# TEXTAUSZUG
☆ ☆ ☆ ☆

Heute am 3. Dezember, dem Internationalen Tag der Menschen mit Behinderungen, blicken wir zurück auf ein Jahr voller Fortschritte, Herausforderungen und kontroverser Debatten. 2024 zeigte einmal mehr, wie weit Deutschland auf dem Weg zur Inklusion gekommen ist – und wie viel noch zu tun bleibt. Politische Maßnahmen, gesellschaftliche Entwicklungen, große Ereignisse wie die Paralympics und Kontroversen z. B. um den RTL-Spendenmarathon, sowie die mediale Berichterstattung haben das Jahr geprägt.
Lichtblicke: Fortschritte in Politik und Gesellschaft
In Deutschland gab es 2024 einige positive Entwicklungen. Mit dem Inklusionspaket der Bundesregierung wurde ein entscheidender Schritt in Richtung inklusiver Bildung unternommen. Mehr Mittel für den barrierefreien Ausbau von Schulen sowie für inklusives Lehrmaterial wurden bereitgestellt. Modellprojekte in mehreren Bundesländern zeigten, dass gemeinsames Lernen von Schüler*innen mit und ohne Behinderungen nicht nur möglich ist, sondern auch die gesamte Schulgemeinschaft bereichert.

☆ ☆ ☆ ☆

Punktbasierte Annotationsdaten:

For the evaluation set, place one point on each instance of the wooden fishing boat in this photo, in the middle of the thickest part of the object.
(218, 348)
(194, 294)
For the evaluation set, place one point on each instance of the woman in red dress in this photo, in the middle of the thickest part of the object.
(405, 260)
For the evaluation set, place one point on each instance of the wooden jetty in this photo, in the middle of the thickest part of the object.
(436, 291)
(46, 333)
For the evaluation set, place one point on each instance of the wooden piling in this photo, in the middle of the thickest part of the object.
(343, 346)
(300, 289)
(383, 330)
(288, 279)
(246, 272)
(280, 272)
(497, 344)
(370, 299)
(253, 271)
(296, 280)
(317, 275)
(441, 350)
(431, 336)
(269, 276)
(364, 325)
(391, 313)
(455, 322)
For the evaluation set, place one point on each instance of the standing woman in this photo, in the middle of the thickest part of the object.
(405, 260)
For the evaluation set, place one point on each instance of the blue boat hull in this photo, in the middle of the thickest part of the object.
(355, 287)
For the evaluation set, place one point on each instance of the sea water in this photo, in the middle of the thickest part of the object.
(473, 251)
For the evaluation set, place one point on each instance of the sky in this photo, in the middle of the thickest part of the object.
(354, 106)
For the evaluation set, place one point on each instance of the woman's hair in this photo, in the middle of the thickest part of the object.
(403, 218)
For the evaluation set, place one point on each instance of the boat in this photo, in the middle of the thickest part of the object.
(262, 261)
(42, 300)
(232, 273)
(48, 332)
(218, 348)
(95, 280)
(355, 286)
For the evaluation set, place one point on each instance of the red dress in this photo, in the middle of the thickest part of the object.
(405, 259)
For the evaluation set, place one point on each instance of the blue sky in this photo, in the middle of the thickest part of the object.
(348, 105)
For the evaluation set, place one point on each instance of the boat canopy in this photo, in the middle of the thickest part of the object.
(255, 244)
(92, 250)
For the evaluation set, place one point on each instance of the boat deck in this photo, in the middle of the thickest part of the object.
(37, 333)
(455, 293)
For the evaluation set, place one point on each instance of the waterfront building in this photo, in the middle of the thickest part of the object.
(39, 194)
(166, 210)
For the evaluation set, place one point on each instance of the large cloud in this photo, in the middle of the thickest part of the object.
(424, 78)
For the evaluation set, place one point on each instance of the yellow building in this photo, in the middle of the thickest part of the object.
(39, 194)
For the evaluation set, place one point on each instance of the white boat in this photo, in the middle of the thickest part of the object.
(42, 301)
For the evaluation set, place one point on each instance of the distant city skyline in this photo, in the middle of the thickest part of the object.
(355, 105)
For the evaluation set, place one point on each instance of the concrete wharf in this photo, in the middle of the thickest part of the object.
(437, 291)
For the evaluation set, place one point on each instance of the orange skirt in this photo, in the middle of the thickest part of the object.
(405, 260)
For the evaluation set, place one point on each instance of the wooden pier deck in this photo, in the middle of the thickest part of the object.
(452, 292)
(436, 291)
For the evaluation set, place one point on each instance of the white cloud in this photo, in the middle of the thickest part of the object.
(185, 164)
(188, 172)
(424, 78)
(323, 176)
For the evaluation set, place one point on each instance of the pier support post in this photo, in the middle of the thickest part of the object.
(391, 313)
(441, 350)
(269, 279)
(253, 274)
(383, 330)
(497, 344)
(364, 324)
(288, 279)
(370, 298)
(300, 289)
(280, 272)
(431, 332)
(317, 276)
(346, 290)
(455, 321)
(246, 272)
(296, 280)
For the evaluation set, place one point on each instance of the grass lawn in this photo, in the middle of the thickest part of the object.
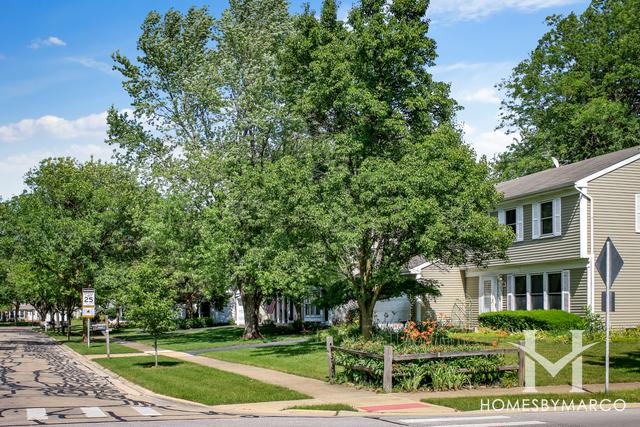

☆ ☆ ☆ ☆

# ARBEITSAUFTRÄGE
[1] Entnehmen Sie dem Textauszug wörtlich den Abschnitt, der mit den Worten „Heute am 3.“ beginnt und mit „das Jahr geprägt.“ schließt.
[2] Erläutern Sie anhand des Textauszugs, was die Modellprojekte in mehreren Bundesländern über das gemeinsame Lernen gezeigt haben.

# ERWARTETE LÖSUNGEN
[1]
Heute am 3. Dezember, dem Internationalen Tag der Menschen mit Behinderungen, blicken wir zurück auf ein Jahr voller Fortschritte, Herausforderungen und kontroverser Debatten. 2024 zeigte einmal mehr, wie weit Deutschland auf dem Weg zur Inklusion gekommen ist – und wie viel noch zu tun bleibt. Politische Maßnahmen, gesellschaftliche Entwicklungen, große Ereignisse wie die Paralympics und Kontroversen z. B. um den RTL-Spendenmarathon, sowie die mediale Berichterstattung haben das Jahr geprägt.

[2] Die Modellprojekte zeigten, dass gemeinsames Lernen von Schüler*innen mit und ohne Behinderungen möglich ist. Zudem bereichert es die gesamte Schulgemeinschaft.